__Goal__: Return each line of the material below that contains the word "lawn". Copy those lines unchanged.

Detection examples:
--------
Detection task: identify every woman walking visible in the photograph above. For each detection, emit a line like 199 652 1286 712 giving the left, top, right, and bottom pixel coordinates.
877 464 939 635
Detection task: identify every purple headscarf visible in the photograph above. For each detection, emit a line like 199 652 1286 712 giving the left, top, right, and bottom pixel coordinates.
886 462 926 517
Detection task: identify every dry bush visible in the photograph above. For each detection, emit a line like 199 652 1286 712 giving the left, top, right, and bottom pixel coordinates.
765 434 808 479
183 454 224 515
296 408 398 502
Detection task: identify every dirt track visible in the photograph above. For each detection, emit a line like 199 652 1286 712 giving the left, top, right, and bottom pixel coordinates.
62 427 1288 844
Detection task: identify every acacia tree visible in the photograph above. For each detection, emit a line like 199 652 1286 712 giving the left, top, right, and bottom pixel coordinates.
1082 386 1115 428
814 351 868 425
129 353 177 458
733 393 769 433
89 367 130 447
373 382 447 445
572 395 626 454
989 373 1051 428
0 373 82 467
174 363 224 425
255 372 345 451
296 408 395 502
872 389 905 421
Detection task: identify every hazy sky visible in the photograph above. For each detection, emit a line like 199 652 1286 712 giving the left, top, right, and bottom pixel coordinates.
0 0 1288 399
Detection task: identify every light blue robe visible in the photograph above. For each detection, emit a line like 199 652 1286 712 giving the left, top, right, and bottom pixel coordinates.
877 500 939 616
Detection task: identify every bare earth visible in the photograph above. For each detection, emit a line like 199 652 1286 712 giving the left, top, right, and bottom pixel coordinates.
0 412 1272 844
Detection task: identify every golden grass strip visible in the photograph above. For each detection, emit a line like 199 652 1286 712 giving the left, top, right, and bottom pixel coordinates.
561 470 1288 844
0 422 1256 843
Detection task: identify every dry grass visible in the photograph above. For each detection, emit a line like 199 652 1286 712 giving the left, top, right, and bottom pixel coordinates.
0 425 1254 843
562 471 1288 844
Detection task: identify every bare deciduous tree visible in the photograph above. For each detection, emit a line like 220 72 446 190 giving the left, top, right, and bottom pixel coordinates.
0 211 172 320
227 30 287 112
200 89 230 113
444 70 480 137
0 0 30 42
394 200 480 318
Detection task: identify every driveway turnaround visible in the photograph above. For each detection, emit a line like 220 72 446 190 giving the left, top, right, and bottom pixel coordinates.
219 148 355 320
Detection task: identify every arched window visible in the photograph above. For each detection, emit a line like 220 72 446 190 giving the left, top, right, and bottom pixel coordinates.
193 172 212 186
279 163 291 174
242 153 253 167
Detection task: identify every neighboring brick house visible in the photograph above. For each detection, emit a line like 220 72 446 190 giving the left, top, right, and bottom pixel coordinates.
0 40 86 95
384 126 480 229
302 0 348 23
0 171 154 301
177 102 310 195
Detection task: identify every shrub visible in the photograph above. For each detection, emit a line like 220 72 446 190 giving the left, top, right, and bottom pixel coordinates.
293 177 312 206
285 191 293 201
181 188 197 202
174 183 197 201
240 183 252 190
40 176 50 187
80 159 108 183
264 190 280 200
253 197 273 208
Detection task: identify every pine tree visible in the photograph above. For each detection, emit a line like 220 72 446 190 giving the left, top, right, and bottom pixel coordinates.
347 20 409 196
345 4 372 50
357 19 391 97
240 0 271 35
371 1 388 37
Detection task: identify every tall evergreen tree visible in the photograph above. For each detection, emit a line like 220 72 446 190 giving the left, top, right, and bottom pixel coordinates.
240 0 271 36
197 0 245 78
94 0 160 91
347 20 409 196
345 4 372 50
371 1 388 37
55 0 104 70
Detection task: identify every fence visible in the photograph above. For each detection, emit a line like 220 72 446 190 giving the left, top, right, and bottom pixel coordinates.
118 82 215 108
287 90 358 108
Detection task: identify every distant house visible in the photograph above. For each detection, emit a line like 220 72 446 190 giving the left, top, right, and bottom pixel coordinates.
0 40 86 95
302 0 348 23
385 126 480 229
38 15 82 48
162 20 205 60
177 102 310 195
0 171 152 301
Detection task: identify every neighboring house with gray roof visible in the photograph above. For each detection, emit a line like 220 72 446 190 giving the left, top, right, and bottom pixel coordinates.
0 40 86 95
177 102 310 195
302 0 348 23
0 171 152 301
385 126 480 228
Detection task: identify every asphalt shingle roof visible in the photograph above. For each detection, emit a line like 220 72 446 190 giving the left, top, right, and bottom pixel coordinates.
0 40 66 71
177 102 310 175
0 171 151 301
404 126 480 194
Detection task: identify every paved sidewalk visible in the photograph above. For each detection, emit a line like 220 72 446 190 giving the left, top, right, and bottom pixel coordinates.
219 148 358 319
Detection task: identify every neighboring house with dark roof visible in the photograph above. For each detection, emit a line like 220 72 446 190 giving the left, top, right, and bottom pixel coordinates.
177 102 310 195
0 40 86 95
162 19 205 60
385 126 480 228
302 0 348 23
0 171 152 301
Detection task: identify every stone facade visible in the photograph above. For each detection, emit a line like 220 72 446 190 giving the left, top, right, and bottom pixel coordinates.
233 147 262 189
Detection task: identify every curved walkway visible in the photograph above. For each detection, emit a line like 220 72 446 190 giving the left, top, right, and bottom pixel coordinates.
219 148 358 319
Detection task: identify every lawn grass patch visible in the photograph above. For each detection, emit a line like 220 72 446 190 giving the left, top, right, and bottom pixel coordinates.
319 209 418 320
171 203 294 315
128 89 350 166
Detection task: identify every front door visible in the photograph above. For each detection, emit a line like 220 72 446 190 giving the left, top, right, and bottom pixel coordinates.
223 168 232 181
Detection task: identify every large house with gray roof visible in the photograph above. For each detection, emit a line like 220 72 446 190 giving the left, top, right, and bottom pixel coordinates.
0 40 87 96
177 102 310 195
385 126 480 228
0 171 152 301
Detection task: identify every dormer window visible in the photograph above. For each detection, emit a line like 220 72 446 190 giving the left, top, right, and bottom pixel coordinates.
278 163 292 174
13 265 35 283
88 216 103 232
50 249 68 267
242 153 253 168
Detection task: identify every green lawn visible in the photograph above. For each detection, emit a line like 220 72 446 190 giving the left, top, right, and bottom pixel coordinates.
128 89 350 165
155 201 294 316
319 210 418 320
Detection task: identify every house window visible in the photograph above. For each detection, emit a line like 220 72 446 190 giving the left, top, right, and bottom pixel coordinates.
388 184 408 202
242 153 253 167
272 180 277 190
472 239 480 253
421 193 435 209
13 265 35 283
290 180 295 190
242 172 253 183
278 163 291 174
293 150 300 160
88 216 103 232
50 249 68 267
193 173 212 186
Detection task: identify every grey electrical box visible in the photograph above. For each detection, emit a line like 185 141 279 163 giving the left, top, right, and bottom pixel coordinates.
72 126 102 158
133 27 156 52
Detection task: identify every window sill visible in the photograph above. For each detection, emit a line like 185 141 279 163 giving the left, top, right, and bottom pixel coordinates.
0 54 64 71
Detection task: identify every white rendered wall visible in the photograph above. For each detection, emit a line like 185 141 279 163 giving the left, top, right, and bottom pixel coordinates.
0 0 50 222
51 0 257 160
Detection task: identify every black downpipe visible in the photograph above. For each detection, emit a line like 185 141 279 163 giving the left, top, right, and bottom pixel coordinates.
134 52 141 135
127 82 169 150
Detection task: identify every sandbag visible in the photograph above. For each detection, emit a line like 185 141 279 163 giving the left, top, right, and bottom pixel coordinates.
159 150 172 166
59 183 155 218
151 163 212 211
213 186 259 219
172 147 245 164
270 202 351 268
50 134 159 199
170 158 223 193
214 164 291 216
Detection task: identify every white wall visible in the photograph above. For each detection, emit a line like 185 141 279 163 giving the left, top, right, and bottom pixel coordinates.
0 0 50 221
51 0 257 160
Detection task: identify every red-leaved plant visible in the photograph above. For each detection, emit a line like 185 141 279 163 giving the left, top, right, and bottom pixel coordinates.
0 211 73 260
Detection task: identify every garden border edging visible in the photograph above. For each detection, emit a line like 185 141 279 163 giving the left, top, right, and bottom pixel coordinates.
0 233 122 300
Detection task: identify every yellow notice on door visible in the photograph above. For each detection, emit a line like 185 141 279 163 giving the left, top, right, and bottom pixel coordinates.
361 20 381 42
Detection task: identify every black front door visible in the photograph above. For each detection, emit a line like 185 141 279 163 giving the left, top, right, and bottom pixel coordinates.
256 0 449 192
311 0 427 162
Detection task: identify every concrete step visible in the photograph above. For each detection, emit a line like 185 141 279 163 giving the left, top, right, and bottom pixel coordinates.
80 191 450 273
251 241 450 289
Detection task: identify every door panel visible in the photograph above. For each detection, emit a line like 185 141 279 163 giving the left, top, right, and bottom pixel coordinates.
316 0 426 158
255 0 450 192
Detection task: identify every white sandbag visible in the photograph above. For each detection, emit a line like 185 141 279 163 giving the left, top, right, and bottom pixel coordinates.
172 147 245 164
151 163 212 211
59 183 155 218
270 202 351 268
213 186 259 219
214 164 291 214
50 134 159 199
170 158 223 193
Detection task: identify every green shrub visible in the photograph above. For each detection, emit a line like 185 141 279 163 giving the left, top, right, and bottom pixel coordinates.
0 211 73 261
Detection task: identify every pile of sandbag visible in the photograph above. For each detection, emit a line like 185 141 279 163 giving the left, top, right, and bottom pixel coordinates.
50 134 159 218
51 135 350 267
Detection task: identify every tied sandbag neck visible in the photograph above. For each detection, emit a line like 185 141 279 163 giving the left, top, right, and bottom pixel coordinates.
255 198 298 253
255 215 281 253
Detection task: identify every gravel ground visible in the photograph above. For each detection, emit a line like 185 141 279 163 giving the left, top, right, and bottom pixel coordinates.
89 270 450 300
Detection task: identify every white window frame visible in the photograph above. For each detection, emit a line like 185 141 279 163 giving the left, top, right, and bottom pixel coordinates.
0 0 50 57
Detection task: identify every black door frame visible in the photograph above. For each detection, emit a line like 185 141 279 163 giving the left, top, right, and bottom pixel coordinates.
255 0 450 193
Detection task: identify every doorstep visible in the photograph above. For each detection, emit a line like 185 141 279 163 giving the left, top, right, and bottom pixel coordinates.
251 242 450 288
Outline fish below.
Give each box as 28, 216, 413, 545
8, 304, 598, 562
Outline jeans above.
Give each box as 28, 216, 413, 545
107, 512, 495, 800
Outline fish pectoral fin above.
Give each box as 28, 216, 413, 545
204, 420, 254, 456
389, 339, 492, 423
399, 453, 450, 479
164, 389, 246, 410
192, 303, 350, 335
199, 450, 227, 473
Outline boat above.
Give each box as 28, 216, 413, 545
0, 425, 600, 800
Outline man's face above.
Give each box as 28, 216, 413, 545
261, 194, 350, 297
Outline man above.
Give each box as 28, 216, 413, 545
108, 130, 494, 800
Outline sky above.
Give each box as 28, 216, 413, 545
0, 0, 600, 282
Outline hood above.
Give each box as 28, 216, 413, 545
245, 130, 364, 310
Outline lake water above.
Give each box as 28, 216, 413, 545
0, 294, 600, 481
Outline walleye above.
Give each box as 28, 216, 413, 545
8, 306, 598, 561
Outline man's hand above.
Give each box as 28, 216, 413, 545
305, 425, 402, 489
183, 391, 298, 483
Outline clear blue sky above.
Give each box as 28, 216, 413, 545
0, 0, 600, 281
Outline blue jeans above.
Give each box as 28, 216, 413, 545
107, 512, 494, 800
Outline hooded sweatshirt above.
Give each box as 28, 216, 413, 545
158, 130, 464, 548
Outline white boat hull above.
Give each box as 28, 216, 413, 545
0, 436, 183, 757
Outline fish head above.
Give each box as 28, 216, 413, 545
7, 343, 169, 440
--------
__Reply__:
Detection task: identify every lawn grass patch visible in the photograph above. For each detection, emit a line like 220 72 446 190 giving the left, top, right, and bottom pixel coordinates.
Detection task: identify every green lawn visible in the photograph above. For each detection, emit a line like 220 72 446 190 giving the left, top, right, and bottom pixel coordinates.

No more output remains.